(Assignment) Write out, word for word, the rows beginning with the line that contains "For each <instance>" and ending with the line that contains "box: [211, 175, 361, 270]", including both of those lines and nothing else.

(Given records)
......

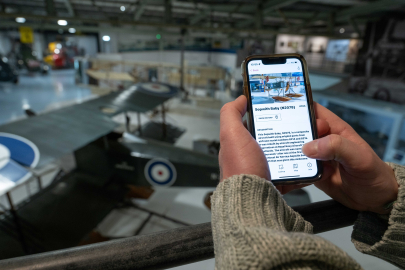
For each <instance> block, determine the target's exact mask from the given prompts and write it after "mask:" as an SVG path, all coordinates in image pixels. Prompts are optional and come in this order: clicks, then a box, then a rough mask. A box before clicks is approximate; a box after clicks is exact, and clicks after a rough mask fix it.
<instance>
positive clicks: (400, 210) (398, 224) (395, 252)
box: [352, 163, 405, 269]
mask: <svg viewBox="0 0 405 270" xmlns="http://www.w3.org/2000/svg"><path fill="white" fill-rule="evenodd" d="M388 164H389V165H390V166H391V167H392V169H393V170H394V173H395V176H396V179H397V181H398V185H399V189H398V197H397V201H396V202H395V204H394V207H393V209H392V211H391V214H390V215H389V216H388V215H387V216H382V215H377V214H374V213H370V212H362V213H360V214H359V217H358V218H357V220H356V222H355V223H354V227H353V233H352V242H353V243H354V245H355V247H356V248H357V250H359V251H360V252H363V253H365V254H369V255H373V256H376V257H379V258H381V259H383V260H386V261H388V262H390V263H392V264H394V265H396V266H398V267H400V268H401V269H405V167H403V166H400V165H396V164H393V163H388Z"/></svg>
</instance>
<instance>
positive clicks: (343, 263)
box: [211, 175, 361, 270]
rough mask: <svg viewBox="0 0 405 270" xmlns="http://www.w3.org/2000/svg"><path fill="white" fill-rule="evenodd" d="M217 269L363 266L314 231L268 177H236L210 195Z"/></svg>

......

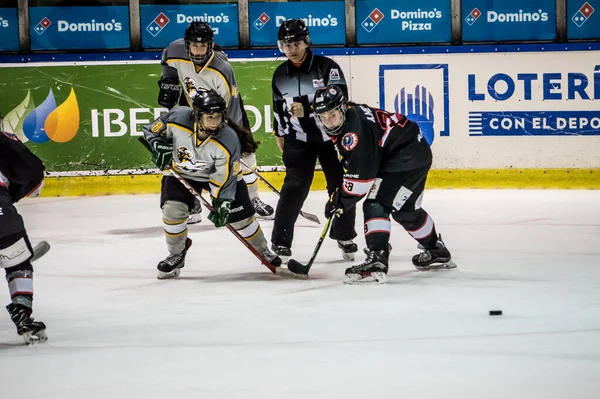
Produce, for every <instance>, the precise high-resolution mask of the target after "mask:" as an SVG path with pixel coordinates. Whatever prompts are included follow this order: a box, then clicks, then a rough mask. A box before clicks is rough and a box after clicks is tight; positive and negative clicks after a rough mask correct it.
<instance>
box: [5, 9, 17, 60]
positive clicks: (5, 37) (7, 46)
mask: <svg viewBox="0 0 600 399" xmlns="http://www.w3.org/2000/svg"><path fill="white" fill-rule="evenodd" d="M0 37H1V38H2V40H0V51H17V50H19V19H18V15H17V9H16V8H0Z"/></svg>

......

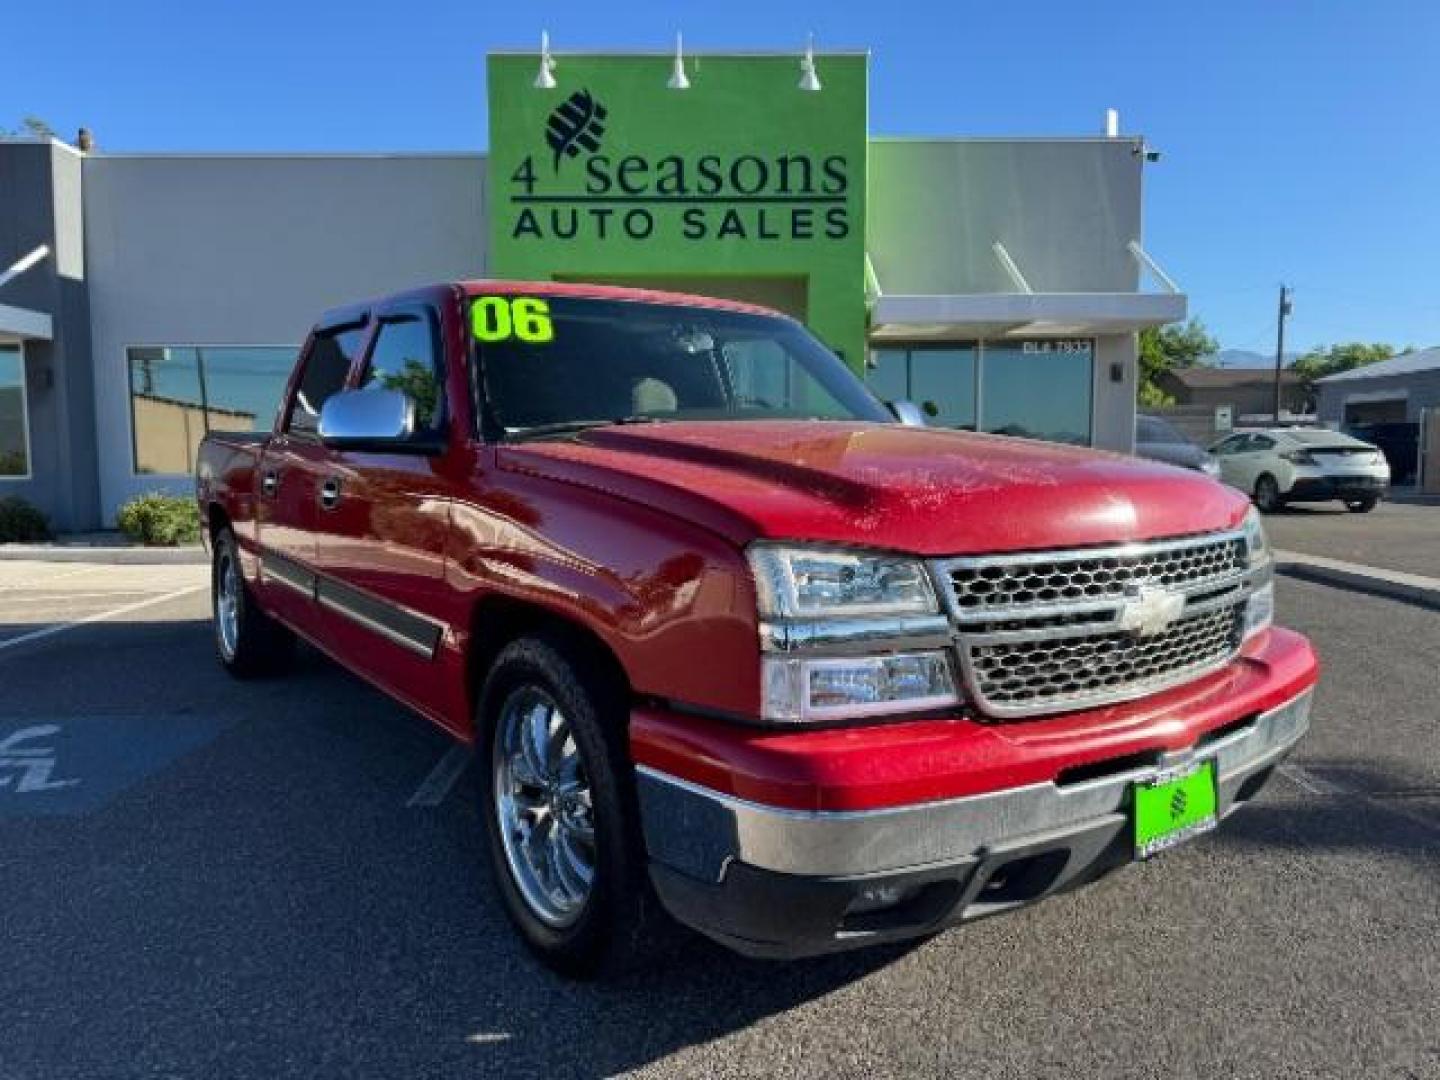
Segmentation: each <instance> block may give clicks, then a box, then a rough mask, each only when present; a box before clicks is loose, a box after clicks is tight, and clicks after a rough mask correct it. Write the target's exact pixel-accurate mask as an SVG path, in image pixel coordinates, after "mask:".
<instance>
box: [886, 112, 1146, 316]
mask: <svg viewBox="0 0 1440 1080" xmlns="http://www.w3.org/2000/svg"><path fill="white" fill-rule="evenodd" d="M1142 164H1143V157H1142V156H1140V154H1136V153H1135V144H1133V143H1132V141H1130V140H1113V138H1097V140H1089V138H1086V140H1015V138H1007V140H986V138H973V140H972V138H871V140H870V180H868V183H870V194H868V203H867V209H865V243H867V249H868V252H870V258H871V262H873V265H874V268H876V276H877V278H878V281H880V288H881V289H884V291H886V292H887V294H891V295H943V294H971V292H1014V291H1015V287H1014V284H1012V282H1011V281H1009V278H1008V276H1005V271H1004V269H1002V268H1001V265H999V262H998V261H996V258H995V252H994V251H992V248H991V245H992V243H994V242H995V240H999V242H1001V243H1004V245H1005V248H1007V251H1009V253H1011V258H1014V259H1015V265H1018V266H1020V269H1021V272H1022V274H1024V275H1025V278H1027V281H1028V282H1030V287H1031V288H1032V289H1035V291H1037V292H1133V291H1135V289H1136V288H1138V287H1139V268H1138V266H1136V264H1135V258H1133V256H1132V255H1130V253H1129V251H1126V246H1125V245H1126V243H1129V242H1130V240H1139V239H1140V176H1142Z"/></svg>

......

(Response)
For each <instance> block, determine the target's exact mask from the given prompts and write it after "mask:" as an SVG path, all coordinates in image pixels. Prompts are optional and come in this order: clicks, then a box, then a rough mask. A box before clicks is approximate; a box after clicks is exact, and clicks after a rough mask fix it.
<instance>
positive clicks: (400, 210) (398, 224) (395, 252)
box: [352, 163, 405, 269]
mask: <svg viewBox="0 0 405 270" xmlns="http://www.w3.org/2000/svg"><path fill="white" fill-rule="evenodd" d="M388 164H389V165H390V166H391V167H392V169H393V170H394V173H395V176H396V179H397V181H398V185H399V189H398V197H397V201H396V202H395V204H394V207H393V209H392V211H391V214H390V215H389V216H388V215H387V216H382V215H377V214H374V213H370V212H362V213H360V214H359V217H358V218H357V220H356V222H355V223H354V227H353V233H352V242H353V243H354V245H355V247H356V248H357V250H359V251H360V252H363V253H365V254H369V255H373V256H376V257H379V258H381V259H383V260H386V261H388V262H390V263H392V264H394V265H396V266H398V267H400V268H401V269H405V167H403V166H400V165H396V164H393V163H388Z"/></svg>
</instance>
<instance>
positive clicks: (343, 263)
box: [211, 175, 361, 270]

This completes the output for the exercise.